§ **YOUR GOAL**
Working from the line that contains "Can you see the grass" to the final line, transcribe each line exactly. No pictures belong in the copy.

§ **MATERIAL PROVIDED**

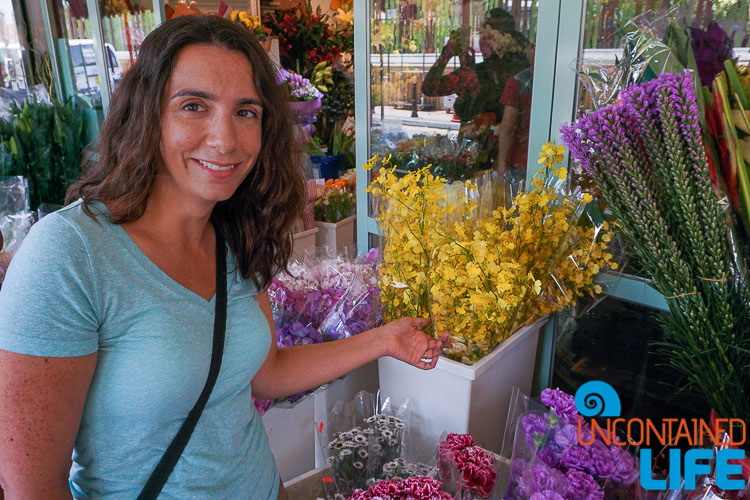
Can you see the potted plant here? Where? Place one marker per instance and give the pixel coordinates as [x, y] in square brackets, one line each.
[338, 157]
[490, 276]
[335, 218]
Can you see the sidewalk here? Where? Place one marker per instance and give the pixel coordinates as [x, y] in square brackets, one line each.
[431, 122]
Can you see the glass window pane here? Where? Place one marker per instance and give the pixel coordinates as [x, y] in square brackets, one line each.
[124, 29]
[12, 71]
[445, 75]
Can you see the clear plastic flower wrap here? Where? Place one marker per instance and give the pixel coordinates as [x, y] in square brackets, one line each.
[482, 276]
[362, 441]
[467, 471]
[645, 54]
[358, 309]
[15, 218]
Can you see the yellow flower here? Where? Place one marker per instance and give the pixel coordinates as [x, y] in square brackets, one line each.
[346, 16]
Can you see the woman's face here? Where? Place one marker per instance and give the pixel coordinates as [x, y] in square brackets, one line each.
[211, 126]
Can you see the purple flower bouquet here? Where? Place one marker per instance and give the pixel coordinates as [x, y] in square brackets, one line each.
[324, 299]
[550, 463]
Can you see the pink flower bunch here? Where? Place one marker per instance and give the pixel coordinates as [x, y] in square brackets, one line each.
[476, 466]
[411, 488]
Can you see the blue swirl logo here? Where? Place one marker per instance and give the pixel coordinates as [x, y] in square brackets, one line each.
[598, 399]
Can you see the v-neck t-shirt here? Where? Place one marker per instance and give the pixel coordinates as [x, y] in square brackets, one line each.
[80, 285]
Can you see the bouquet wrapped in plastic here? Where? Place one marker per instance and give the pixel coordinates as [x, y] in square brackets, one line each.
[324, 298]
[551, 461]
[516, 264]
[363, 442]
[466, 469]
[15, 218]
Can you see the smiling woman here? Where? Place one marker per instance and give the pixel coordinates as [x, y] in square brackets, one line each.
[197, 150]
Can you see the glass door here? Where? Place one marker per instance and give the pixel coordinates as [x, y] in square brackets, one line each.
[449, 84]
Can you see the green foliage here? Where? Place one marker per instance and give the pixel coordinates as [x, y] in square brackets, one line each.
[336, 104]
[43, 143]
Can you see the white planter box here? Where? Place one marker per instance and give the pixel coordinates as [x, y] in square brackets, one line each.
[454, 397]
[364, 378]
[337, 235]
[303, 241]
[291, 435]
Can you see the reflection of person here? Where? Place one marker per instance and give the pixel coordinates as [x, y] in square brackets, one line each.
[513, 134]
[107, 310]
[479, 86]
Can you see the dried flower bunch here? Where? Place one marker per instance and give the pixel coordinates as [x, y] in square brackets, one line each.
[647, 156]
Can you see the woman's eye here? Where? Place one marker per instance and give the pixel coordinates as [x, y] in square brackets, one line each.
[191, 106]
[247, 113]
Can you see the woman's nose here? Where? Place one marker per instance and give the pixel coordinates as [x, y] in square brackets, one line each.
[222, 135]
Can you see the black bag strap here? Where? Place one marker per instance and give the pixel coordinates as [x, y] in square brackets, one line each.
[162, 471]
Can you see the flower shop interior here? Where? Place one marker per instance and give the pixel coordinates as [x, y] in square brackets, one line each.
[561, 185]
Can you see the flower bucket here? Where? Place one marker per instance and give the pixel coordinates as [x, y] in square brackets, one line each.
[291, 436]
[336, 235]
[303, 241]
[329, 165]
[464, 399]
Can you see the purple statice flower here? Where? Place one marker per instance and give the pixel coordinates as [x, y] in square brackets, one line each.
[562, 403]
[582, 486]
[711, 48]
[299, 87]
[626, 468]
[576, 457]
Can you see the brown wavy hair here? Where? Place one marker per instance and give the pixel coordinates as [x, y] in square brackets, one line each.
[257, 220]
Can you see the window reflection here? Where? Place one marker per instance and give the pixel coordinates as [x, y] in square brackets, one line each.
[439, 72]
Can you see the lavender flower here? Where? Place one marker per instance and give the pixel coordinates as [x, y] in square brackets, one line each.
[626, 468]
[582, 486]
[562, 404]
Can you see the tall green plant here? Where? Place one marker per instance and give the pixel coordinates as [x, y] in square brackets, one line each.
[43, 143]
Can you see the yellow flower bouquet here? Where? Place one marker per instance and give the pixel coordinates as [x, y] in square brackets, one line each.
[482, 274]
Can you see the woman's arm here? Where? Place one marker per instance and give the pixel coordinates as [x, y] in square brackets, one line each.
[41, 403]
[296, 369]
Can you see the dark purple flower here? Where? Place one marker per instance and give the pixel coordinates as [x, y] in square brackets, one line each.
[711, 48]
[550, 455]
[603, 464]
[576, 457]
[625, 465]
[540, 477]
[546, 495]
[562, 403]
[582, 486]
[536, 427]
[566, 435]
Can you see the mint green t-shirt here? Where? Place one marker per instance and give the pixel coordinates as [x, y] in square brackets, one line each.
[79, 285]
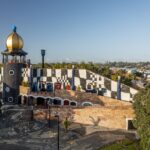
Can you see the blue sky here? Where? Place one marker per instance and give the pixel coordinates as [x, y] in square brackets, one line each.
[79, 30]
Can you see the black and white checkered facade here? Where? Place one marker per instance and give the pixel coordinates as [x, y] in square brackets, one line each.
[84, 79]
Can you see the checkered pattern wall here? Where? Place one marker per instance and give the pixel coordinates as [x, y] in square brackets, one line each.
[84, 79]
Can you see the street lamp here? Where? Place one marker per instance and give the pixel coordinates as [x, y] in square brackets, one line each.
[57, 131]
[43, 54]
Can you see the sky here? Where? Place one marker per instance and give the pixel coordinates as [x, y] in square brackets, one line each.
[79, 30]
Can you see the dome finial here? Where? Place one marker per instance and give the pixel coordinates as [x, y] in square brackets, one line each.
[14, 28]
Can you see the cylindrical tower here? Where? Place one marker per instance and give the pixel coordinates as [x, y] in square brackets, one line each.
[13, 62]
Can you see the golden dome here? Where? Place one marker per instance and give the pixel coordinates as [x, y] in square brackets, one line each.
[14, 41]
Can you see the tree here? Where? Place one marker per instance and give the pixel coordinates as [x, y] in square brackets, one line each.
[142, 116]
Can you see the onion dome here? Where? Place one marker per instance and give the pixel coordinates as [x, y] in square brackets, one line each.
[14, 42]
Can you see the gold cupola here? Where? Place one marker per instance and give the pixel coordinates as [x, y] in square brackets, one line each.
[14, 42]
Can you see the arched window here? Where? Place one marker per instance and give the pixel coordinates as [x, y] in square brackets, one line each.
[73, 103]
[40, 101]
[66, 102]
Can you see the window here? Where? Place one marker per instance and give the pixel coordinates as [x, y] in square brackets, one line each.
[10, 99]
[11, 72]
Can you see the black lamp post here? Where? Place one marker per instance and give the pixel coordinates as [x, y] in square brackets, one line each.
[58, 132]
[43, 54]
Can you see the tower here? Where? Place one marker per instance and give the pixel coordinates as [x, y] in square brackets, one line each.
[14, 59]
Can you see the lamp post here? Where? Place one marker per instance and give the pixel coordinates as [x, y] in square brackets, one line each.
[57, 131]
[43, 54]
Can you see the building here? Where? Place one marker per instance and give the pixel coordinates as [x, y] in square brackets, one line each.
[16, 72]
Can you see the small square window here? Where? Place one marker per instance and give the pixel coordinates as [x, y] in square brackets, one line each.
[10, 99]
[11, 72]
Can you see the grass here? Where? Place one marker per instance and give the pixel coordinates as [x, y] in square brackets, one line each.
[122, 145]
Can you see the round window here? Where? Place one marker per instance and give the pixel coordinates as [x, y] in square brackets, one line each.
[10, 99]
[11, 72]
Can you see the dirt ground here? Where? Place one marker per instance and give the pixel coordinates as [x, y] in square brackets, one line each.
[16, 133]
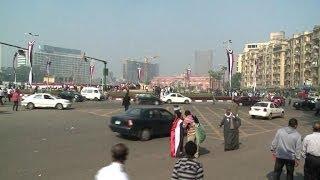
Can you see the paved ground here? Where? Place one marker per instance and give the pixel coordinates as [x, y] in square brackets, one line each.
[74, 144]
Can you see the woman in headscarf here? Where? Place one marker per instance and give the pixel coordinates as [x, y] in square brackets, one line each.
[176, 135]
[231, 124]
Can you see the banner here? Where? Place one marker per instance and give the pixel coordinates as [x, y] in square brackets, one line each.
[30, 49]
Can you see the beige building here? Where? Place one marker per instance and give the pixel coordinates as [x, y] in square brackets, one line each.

§ **EXPECTED ANSWER**
Can you see the grass here? Where? Place one marker per instance and give the pixel coordinates as [x, y] in square brackets, one line each.
[122, 145]
Can you see the round window here? Where? Place one marker per instance and give the pixel coordinates as [x, y] in square brackets, one line each.
[10, 99]
[11, 72]
Can you see the dirt ground here? Where? Place one marker per instance and give the pixel coordinates as [x, y] in square brackets, one line each.
[16, 133]
Can you see the paved ground here? Where? Place one marker per instance and give the pixel coordinates as [x, y] in square brackets, one line each.
[74, 144]
Can you see the woman in headscarf here? Where? Place one marker per instance and give the pixel coordinates as [x, y] in square brackets, one line each.
[176, 135]
[231, 124]
Can you see the banner here? Where? Place one marker per instance and give the pixel coordinates as [x, y] in square brackets, one line each.
[30, 49]
Can you see the beige building here? Where? Place one marker per instance and give the pixel coordinates as [x, y] in square brackets, one line each.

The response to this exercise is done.